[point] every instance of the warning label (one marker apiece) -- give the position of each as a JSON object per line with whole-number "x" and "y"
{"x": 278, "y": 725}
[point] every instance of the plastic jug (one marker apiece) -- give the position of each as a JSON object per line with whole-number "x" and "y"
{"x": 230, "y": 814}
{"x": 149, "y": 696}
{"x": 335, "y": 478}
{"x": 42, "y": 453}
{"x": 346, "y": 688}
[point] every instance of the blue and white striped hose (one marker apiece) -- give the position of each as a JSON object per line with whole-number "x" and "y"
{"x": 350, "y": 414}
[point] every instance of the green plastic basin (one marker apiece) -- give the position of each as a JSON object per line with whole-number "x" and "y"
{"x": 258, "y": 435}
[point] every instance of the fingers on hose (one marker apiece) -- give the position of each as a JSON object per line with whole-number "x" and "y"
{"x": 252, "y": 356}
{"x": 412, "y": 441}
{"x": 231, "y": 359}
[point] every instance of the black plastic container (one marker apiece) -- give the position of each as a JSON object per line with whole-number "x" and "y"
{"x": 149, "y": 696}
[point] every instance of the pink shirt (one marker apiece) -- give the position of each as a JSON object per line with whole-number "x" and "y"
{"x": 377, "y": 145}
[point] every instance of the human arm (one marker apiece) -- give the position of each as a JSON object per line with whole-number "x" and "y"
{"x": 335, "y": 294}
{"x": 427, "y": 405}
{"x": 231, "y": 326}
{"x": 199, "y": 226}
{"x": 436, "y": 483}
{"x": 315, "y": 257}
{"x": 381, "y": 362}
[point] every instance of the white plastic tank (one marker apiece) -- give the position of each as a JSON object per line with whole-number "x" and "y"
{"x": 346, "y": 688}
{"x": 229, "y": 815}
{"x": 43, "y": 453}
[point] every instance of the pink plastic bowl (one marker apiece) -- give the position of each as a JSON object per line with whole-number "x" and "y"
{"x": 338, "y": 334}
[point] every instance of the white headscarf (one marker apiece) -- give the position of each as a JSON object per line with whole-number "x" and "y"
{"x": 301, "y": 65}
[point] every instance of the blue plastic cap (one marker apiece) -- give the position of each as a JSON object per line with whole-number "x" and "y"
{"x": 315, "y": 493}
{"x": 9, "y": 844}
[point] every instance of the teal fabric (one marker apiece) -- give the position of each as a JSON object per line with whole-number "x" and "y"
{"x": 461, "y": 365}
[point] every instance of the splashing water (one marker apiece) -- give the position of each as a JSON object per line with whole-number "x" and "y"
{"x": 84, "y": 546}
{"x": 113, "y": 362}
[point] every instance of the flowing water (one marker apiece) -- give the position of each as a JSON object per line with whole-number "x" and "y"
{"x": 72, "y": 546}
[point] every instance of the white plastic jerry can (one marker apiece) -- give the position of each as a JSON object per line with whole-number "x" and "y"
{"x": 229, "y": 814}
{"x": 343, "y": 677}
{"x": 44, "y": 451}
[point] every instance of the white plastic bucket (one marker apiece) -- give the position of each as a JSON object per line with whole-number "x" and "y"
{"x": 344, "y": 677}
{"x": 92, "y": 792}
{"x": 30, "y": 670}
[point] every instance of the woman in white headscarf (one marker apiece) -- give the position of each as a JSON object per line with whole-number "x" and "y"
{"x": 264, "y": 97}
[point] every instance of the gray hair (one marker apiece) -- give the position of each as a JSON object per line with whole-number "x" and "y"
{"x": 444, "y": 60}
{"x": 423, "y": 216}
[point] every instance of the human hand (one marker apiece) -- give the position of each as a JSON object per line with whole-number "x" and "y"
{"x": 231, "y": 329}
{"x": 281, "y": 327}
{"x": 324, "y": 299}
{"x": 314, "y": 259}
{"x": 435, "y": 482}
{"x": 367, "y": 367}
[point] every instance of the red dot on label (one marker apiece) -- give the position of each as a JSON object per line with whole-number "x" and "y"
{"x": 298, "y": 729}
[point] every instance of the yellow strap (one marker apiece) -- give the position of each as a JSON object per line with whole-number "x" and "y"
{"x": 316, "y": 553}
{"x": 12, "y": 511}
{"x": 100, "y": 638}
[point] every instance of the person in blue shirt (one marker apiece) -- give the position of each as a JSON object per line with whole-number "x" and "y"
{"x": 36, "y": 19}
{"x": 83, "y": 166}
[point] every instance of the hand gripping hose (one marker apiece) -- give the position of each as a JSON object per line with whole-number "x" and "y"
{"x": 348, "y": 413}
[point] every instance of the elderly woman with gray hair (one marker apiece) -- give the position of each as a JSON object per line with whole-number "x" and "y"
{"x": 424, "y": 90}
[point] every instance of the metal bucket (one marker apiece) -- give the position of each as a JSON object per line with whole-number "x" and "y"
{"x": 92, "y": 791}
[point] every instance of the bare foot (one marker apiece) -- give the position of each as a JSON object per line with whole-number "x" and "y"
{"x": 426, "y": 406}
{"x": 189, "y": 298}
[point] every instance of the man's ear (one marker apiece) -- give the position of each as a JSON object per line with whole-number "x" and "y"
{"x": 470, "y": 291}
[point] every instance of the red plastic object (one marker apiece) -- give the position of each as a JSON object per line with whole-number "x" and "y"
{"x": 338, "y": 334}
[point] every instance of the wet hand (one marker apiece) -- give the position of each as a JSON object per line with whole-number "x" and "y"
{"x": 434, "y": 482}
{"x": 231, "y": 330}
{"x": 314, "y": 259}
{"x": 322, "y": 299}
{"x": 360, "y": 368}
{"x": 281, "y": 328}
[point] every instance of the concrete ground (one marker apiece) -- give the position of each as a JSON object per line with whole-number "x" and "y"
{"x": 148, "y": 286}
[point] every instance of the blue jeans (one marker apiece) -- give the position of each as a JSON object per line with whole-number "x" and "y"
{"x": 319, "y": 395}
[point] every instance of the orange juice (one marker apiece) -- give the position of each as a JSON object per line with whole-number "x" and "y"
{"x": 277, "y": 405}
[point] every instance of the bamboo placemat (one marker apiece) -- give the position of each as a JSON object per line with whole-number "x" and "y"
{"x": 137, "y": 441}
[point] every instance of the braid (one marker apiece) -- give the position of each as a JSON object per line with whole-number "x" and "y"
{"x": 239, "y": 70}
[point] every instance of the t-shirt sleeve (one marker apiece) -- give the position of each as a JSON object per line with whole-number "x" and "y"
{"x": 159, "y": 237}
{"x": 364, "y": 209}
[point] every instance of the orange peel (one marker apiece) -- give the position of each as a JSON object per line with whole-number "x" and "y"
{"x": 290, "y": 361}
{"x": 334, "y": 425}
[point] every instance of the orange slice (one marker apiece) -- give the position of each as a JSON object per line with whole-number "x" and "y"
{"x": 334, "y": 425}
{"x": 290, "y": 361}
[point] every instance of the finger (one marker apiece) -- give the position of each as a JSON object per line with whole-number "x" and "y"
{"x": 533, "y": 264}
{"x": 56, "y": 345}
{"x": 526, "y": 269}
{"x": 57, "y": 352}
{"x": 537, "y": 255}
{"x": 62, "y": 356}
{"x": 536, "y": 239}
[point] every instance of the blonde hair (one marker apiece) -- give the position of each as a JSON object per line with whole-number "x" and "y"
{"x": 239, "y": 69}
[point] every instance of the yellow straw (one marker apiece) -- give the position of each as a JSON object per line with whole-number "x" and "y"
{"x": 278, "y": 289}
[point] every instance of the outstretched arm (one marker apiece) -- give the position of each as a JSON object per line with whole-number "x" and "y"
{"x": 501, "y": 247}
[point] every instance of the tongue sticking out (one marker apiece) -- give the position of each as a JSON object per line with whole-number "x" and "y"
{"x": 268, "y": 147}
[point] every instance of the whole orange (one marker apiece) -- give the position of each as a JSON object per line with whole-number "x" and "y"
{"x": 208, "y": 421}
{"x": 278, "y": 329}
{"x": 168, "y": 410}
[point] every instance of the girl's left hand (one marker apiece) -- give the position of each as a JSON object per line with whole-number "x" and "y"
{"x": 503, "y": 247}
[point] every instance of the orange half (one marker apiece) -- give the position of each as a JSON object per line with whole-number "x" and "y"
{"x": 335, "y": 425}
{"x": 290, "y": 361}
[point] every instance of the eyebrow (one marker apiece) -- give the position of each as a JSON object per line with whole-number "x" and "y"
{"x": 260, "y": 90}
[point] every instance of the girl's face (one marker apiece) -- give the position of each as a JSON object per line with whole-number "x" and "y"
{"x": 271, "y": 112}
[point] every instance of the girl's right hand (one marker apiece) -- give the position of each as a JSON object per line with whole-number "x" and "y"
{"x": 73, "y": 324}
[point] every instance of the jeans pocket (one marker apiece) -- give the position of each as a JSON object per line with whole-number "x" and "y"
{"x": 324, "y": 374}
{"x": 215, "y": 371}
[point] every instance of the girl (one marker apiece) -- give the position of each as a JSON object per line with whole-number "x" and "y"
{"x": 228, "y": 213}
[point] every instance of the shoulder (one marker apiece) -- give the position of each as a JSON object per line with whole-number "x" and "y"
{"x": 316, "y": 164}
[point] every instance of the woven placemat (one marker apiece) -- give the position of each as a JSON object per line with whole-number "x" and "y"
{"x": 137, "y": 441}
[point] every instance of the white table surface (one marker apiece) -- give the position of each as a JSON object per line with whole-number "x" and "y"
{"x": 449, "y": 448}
...
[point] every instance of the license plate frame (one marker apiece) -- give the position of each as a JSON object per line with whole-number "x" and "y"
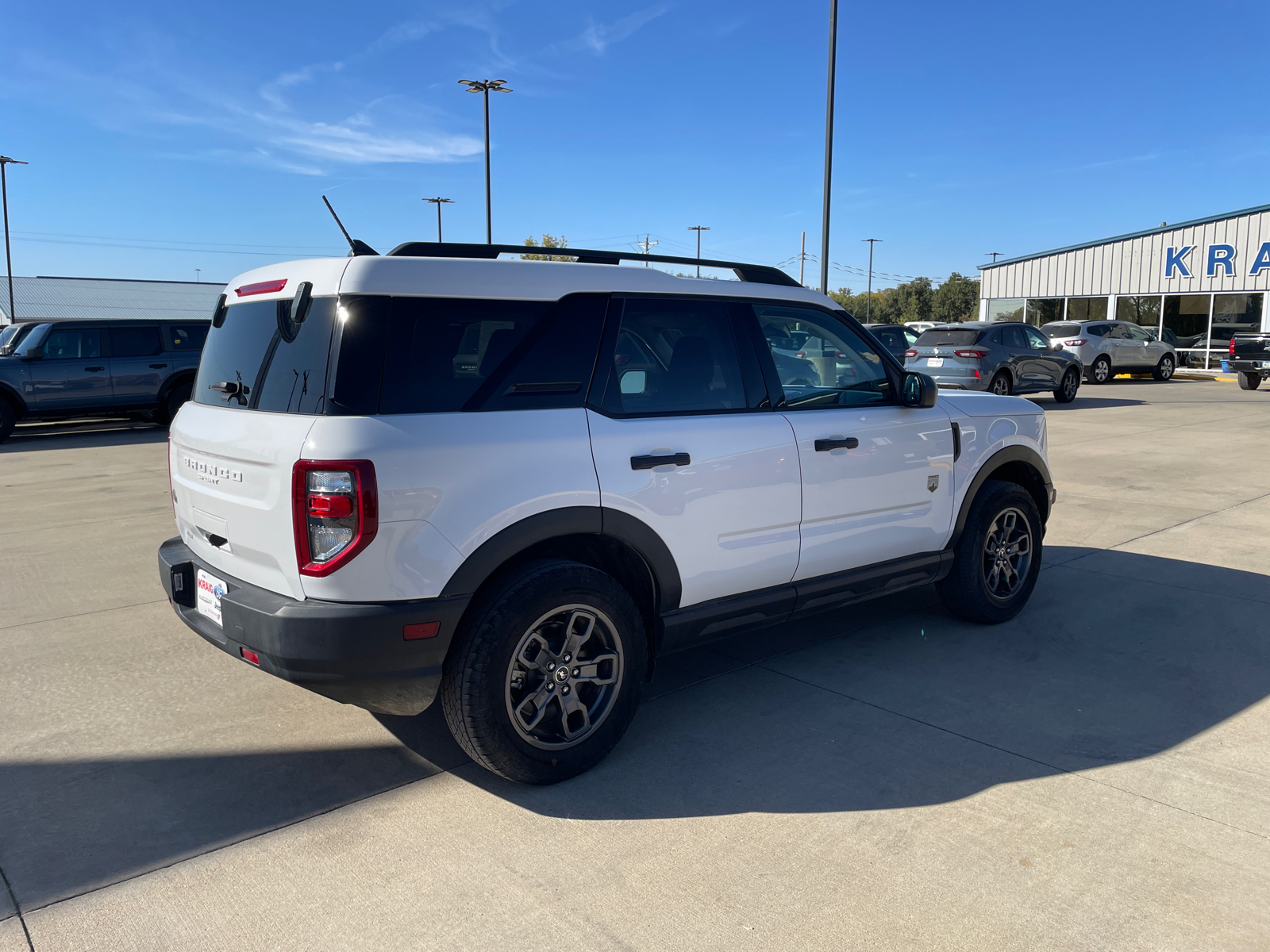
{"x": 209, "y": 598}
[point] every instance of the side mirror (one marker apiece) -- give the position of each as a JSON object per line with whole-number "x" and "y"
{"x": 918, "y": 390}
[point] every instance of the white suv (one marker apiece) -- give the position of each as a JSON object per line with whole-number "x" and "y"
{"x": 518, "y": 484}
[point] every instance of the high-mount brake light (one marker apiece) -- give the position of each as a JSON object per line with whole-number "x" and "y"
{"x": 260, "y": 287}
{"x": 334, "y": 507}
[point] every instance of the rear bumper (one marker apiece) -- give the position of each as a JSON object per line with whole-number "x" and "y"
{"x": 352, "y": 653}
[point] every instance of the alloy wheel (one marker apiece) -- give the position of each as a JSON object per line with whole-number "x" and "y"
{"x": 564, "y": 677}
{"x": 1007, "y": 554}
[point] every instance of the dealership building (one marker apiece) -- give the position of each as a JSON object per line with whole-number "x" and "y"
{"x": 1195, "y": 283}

#### Problem statement
Pick out every line of the records above that contains the string "human", and copy each one in full. Case matters, so include only lines where the string appears with exactly this capitalization.

#### Written solution
[point] every instance of the human arm (one marker apiece) -- give the position of each as a JSON object per line with whole-number "x" and "y"
[point] every instance of the human hand (one marker apiece) -- give the position of each as a JSON object per line with whole-number "x" and "y"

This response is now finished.